*Provided passage*:
★ ★ ★

Halong Bay is made up of hundereds of vegetation clad limestone formations that dramatically rise out of the South China Sea. Halong Bay was named by the French and means “Land of the Dragon” as the formations represent the body of a dragon.

After hours of deliberation in Hanoi the day before, we opted to indulge in a bit of luxury and splashed out for a high-end 3 day tour – one night on the Pinter Cruiser and one night at a 5* resort on Cat Ba Island (Flashpacking Gone Nuts). Well worth it!

Having just got off the over night train from Sapa we camped out in a cafe for a few hours before being picked up by our mini-bus. We were both knackered after very little sleep, a string of early starts and the trekking.

We got to the harbour at noonish and boarded the Pinter, a lovely traditional style junk boat. We were greeted with a fresh watermelon smoothy :)

We cruised out into the bay and after a while anchored for lunch. We shared a table with Kelvin, an old-timer American who was hard of hearing. Laura’s normally loud voice got louder!! We learnt on this first sitting the need to pace ourselves as the excellent food just kept on coming, wave after wave … it was an onslaught!

After lunch we, and seemingly every other boat in the vacinity headed to the grandly named Amazing cave, which lived up to it’s billing.

★ ★ ★

Data listing

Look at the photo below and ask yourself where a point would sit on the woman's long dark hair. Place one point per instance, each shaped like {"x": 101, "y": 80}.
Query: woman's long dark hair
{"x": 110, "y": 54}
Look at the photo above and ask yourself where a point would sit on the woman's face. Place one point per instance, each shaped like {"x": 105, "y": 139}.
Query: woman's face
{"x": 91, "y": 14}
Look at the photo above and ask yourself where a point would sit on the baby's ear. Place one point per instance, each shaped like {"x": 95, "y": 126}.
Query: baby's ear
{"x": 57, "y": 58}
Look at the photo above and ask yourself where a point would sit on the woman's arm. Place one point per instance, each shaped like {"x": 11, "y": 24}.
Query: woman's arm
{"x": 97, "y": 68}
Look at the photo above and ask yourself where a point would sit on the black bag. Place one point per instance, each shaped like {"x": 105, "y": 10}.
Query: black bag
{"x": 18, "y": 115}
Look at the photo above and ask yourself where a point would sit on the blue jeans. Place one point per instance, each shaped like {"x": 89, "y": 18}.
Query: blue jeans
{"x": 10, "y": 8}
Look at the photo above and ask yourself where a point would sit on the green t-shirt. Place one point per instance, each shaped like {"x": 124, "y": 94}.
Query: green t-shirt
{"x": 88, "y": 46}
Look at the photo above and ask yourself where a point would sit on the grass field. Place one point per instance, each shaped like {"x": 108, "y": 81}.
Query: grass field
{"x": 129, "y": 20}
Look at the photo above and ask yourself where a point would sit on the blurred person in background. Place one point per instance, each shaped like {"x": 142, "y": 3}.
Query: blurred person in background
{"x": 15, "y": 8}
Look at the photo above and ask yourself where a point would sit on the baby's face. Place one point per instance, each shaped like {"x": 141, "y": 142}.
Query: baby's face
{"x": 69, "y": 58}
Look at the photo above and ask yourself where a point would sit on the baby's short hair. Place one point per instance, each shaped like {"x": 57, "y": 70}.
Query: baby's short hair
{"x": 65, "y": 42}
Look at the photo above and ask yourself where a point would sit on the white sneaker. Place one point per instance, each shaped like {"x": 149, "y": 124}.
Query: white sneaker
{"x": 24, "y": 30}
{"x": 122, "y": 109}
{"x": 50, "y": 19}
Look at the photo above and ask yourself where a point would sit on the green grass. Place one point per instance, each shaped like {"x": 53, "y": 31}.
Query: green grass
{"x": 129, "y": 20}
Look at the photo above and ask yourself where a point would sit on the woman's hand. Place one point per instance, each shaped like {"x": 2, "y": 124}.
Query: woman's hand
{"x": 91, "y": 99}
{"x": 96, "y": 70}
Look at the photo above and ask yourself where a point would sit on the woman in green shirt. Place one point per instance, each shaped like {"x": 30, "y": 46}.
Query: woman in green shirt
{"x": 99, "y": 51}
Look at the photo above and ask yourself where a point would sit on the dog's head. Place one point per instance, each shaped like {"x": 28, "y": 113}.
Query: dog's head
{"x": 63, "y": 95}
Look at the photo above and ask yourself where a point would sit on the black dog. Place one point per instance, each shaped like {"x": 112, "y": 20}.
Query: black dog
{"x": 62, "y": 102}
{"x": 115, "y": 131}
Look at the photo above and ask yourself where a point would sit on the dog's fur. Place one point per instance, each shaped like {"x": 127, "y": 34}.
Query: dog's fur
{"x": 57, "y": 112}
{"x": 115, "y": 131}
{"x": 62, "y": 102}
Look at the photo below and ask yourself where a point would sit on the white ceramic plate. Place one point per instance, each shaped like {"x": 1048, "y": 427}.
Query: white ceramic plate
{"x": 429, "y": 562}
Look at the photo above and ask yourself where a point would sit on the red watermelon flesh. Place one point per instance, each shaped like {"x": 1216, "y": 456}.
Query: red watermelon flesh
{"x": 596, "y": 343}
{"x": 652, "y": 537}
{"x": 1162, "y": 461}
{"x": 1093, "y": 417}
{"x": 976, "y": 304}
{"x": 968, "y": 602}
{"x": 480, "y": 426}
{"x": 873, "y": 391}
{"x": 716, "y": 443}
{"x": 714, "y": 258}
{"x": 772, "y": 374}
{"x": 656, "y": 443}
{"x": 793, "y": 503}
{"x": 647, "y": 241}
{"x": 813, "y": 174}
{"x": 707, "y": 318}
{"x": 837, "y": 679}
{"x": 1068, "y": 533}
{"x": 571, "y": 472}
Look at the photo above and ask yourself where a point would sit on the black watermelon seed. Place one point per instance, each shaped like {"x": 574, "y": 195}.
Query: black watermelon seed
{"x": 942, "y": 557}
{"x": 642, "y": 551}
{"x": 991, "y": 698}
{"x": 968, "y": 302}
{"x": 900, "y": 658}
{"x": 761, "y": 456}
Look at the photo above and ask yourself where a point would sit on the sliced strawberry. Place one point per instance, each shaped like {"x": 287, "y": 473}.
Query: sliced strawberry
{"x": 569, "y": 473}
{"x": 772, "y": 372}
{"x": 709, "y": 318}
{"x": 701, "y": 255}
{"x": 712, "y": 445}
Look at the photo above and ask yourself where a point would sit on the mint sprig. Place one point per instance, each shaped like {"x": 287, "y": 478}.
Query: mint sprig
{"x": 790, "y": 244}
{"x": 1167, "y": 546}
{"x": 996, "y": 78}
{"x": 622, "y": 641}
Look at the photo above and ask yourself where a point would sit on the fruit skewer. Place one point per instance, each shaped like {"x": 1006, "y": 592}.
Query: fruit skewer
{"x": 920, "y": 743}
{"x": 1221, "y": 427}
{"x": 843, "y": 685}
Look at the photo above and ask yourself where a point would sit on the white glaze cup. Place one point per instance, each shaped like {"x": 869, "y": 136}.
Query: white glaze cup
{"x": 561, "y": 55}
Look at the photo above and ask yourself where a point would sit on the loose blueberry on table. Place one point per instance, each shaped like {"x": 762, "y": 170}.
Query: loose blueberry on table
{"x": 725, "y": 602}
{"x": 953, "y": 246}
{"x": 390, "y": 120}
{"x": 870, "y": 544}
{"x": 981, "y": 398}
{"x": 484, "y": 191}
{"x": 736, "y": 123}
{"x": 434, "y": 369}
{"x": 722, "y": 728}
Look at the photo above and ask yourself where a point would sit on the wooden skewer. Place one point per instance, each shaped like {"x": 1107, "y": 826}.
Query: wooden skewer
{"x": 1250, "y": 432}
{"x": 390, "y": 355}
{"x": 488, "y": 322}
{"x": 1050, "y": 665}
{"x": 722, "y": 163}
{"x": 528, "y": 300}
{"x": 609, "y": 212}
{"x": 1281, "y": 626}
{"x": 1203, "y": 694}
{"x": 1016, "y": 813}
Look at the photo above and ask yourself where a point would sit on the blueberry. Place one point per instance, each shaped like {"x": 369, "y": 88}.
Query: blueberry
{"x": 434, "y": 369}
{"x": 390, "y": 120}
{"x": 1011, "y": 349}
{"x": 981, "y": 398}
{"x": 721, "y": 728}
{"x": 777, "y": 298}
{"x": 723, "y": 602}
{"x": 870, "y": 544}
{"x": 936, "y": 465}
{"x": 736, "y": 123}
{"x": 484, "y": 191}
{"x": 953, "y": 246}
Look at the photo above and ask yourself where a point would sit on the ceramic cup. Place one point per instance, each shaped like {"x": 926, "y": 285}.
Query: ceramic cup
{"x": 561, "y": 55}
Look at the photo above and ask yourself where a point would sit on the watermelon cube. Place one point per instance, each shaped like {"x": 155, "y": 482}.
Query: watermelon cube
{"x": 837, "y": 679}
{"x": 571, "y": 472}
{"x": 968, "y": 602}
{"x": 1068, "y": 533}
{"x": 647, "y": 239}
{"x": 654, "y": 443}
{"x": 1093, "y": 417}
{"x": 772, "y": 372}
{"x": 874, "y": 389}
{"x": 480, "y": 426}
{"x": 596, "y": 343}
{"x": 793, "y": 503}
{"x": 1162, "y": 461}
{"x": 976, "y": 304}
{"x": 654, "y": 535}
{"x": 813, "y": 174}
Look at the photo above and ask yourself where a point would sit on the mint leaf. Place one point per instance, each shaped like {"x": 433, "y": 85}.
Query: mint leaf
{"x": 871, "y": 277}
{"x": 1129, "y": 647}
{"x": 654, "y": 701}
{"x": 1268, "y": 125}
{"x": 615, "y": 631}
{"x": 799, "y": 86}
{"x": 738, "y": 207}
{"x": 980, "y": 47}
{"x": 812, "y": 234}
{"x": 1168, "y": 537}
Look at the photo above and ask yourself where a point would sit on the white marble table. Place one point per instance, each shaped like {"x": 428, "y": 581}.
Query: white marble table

★ ★ ★

*Task set*:
a) Transcribe part of the Halong Bay travel account word for word, beginning at the words "Halong Bay is" and stopping after the words "and the trekking.".
b) Go on with the Halong Bay trip account from its final sentence.

*Task-by-task results*:
a)
Halong Bay is made up of hundereds of vegetation clad limestone formations that dramatically rise out of the South China Sea. Halong Bay was named by the French and means “Land of the Dragon” as the formations represent the body of a dragon.

After hours of deliberation in Hanoi the day before, we opted to indulge in a bit of luxury and splashed out for a high-end 3 day tour – one night on the Pinter Cruiser and one night at a 5* resort on Cat Ba Island (Flashpacking Gone Nuts). Well worth it!

Having just got off the over night train from Sapa we camped out in a cafe for a few hours before being picked up by our mini-bus. We were both knackered after very little sleep, a string of early starts and the trekking.

b)
We then headed to a secluded spot in the bay, away from the plebs ;) , where we anchored for the night. It was a full moon and the views were breathtaking. We got talking to a brother and sister (Mike and Kate) from New England who were in their early twenties – spent a lot of time talking music; I felt old after catching myself saying tossy things like “back in the mid-90′s I was living in Manchester when the whole britpop scene exploded”. Jebus!

We were up early to watch the sunrise (I’ll link to some pics once they’re uploaded), which was even more breathtaking than the rising full moon. Totally stunning. Ethereal.

After breakfast we took to the water in kayaks and bossed around for a few hours. We ended by paddling through a floating village, equiped with a school, electricity and dogs!

After re-boarding the Pinter Cruiser we packed up and were decanted onto a smaller boat to get us to Cat Ba Island, the main island in Cat Ba National Park.

We weren’t to know it then, but that was the last time we were to see the Pinter!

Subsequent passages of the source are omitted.